§ AIM OF THE TASK:
Go through the data and copy each line where the word "clicks" shows up.

(Records contained in a dataset)
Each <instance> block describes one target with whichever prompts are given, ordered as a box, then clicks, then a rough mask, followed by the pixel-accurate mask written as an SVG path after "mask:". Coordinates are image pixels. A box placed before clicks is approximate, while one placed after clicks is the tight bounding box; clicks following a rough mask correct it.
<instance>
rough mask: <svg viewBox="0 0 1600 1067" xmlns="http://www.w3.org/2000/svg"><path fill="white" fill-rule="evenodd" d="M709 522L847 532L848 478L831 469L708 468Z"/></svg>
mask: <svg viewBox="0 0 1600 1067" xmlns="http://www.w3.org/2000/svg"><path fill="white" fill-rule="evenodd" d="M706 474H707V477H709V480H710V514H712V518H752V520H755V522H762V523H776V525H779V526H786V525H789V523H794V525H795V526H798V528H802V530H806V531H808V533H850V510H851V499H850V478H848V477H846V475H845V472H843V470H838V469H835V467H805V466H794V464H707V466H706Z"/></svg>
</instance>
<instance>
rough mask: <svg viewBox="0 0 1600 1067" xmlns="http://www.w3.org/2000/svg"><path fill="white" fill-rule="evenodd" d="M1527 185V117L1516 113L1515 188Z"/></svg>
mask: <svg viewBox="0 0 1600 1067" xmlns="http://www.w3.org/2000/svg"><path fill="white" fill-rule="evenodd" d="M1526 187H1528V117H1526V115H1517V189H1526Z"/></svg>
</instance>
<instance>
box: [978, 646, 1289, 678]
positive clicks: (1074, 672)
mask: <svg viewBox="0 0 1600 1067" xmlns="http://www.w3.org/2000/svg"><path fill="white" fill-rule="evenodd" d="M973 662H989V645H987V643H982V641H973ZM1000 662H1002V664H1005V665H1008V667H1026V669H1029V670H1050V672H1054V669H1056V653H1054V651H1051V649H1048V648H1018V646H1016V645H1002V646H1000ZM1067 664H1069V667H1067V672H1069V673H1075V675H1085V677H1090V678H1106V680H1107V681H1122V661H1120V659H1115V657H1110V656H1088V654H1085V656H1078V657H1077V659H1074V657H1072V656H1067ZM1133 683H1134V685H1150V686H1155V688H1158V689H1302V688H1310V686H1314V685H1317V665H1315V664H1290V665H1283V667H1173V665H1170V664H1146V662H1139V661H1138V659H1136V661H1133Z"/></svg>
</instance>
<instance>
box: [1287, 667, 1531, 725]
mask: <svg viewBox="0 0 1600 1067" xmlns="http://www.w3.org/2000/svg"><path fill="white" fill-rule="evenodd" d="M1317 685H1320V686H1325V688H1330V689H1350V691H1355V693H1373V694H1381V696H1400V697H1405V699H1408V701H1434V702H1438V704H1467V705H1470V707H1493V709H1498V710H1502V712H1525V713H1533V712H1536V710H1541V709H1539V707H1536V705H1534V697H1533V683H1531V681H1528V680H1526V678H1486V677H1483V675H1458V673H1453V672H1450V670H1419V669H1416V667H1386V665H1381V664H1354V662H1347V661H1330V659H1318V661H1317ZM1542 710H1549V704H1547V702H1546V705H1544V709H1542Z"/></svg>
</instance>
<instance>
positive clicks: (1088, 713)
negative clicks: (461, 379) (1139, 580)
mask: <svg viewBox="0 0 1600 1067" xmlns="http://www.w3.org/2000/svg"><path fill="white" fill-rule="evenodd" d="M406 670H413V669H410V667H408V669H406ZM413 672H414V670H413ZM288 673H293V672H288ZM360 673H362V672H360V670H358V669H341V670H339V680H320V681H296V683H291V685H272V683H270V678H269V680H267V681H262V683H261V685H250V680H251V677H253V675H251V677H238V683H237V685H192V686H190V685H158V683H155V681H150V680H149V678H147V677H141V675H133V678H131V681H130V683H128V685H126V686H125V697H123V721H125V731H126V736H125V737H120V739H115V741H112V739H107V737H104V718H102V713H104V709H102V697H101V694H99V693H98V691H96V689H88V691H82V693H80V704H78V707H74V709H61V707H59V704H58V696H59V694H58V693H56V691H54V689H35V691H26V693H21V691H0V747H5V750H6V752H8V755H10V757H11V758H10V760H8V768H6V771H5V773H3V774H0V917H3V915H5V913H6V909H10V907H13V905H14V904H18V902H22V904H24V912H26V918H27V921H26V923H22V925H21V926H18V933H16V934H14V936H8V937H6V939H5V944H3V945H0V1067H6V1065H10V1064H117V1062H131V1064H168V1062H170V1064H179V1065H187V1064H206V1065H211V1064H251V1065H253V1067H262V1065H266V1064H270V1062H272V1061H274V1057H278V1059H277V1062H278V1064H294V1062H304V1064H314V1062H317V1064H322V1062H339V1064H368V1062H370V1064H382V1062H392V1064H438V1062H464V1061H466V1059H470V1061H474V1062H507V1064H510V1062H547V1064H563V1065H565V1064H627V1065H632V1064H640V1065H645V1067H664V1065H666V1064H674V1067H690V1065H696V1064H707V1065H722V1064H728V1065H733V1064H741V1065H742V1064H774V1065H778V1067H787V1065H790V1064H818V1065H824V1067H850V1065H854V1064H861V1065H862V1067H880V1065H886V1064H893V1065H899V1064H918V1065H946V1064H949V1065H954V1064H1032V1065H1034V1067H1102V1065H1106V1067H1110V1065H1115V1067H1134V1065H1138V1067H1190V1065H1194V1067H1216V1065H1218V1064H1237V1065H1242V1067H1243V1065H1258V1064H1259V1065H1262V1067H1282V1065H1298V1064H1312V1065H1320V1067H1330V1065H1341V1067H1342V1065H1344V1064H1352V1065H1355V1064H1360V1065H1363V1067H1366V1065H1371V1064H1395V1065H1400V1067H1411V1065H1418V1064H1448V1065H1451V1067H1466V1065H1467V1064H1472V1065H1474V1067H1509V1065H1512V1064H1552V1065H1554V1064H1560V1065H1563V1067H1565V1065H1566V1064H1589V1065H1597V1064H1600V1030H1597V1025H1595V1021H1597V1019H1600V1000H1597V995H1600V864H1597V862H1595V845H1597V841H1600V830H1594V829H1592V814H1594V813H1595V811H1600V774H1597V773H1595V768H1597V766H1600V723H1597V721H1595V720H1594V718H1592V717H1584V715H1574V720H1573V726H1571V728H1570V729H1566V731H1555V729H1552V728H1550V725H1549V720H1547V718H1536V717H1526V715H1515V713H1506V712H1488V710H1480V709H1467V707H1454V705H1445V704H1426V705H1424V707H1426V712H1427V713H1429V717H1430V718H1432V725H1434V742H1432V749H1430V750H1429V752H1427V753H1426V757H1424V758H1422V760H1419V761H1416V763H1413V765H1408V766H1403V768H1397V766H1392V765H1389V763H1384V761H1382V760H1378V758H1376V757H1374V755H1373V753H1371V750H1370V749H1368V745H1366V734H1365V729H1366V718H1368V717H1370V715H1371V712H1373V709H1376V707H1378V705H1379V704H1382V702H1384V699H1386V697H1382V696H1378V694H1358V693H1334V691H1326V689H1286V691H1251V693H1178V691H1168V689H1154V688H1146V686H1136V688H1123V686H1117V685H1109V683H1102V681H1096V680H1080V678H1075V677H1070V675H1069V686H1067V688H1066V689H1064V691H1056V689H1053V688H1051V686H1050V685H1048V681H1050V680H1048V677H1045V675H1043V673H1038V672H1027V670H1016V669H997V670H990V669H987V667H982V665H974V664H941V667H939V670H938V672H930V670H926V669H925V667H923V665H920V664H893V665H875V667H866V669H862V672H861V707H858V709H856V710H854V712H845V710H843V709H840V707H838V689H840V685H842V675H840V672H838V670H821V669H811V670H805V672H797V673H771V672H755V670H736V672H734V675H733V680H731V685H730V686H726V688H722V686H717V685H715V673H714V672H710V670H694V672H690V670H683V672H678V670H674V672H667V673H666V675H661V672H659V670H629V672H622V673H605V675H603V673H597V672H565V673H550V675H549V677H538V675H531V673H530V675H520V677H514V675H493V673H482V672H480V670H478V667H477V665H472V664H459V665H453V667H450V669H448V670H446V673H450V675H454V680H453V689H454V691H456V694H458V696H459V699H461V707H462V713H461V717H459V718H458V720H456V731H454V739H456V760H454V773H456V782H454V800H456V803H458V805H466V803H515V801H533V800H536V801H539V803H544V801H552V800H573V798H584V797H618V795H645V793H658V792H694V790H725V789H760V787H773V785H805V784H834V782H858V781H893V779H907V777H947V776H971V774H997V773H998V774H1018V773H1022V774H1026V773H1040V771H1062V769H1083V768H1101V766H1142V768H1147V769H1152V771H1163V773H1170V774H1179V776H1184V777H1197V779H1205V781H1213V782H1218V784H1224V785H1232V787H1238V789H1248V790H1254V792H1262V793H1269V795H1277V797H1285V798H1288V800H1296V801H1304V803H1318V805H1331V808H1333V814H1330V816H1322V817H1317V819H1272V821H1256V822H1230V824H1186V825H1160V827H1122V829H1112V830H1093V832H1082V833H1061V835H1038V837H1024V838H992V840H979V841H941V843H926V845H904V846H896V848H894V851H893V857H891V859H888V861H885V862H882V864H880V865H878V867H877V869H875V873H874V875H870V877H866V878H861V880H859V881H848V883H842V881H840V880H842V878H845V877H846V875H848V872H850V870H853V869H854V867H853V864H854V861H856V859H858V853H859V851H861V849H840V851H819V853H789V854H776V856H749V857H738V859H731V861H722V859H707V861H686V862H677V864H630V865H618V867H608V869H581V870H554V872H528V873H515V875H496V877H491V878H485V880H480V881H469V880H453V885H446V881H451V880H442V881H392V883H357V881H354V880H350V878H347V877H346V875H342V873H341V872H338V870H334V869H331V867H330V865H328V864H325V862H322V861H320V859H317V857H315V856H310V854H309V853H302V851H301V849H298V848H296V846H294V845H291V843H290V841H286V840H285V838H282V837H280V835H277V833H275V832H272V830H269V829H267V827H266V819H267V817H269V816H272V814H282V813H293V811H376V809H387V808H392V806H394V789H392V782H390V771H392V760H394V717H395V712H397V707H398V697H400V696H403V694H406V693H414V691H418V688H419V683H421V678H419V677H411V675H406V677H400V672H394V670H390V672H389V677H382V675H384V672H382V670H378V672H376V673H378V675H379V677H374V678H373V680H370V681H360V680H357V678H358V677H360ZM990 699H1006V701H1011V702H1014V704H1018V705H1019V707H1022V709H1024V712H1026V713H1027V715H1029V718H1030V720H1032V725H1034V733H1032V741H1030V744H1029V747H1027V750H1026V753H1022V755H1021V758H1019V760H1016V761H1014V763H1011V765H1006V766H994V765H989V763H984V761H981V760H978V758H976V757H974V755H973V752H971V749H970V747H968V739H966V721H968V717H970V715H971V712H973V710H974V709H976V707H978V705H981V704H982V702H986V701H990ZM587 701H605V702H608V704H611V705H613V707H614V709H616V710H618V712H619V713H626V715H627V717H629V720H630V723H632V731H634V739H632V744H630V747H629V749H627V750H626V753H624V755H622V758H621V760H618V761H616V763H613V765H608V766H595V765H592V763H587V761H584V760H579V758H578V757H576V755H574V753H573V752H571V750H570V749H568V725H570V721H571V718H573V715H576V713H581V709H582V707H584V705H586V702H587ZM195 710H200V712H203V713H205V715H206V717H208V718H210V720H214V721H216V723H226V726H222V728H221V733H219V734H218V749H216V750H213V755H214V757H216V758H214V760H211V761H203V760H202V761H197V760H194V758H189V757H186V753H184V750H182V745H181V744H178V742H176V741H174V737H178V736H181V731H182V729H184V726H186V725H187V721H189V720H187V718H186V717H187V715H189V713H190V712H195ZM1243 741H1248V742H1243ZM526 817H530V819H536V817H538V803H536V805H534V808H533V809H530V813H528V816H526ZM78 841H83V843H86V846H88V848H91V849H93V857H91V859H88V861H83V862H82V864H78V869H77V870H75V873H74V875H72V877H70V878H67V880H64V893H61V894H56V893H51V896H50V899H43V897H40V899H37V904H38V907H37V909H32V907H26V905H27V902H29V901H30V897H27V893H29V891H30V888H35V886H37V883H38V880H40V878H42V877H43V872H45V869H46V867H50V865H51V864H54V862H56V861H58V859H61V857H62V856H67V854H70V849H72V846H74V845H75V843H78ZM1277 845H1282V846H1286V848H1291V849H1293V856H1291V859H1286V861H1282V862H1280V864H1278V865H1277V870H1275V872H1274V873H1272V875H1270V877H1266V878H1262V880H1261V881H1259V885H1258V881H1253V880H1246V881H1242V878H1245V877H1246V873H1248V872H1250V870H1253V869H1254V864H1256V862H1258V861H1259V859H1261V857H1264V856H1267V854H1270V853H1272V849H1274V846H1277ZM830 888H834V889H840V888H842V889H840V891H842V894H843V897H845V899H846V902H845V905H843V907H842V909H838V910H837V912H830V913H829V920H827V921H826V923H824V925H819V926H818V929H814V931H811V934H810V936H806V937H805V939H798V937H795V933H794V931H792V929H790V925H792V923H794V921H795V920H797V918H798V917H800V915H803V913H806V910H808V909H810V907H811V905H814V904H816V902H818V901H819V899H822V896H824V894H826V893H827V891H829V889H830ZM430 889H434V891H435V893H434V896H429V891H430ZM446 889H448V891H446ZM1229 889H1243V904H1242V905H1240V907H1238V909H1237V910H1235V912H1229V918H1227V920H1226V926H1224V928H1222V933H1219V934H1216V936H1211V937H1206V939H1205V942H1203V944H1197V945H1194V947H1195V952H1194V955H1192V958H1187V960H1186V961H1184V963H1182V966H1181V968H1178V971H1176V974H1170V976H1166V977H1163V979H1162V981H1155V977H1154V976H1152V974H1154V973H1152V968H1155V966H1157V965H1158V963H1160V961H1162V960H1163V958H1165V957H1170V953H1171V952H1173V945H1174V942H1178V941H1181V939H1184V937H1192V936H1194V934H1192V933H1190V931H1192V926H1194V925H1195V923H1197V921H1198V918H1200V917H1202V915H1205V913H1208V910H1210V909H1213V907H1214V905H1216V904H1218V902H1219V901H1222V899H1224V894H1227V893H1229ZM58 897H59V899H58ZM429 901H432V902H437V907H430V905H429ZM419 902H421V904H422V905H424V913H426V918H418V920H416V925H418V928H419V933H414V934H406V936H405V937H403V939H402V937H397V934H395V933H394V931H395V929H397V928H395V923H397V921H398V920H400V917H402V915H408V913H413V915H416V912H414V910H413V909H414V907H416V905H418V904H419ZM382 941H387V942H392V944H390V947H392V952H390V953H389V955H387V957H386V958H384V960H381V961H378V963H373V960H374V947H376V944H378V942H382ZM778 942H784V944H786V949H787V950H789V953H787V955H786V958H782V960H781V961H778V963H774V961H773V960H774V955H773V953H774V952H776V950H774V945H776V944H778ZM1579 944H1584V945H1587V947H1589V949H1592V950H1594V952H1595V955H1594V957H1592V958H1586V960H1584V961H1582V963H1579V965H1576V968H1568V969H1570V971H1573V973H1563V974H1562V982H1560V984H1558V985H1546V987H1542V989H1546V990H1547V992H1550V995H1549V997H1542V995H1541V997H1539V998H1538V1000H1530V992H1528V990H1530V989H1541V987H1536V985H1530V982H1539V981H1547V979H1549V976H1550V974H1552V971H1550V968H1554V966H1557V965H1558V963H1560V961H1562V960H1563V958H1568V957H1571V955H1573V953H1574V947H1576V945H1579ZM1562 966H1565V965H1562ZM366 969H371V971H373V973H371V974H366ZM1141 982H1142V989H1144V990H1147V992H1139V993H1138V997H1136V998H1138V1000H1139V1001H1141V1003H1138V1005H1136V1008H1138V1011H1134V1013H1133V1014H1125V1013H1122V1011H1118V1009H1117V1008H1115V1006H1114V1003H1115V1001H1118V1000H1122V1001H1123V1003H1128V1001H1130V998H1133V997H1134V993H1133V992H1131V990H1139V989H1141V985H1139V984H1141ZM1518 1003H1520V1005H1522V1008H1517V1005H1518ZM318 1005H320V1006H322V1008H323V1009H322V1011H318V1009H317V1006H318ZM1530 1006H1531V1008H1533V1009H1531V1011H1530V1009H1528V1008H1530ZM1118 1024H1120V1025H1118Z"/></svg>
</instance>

§ OUTPUT:
Each <instance> block describes one target with whichever prompts are given, ordered as a box, then clicks, then a rough mask, followed by the pixel-accurate mask written as an SVG path after "mask:". Coordinates are image pixels. A box placed before clicks is approximate, while one placed after clicks is the tight bounding box; clicks following a rough mask correct it.
positive clicks: (1074, 672)
positive clicks: (1088, 713)
negative clicks: (461, 379) (1139, 580)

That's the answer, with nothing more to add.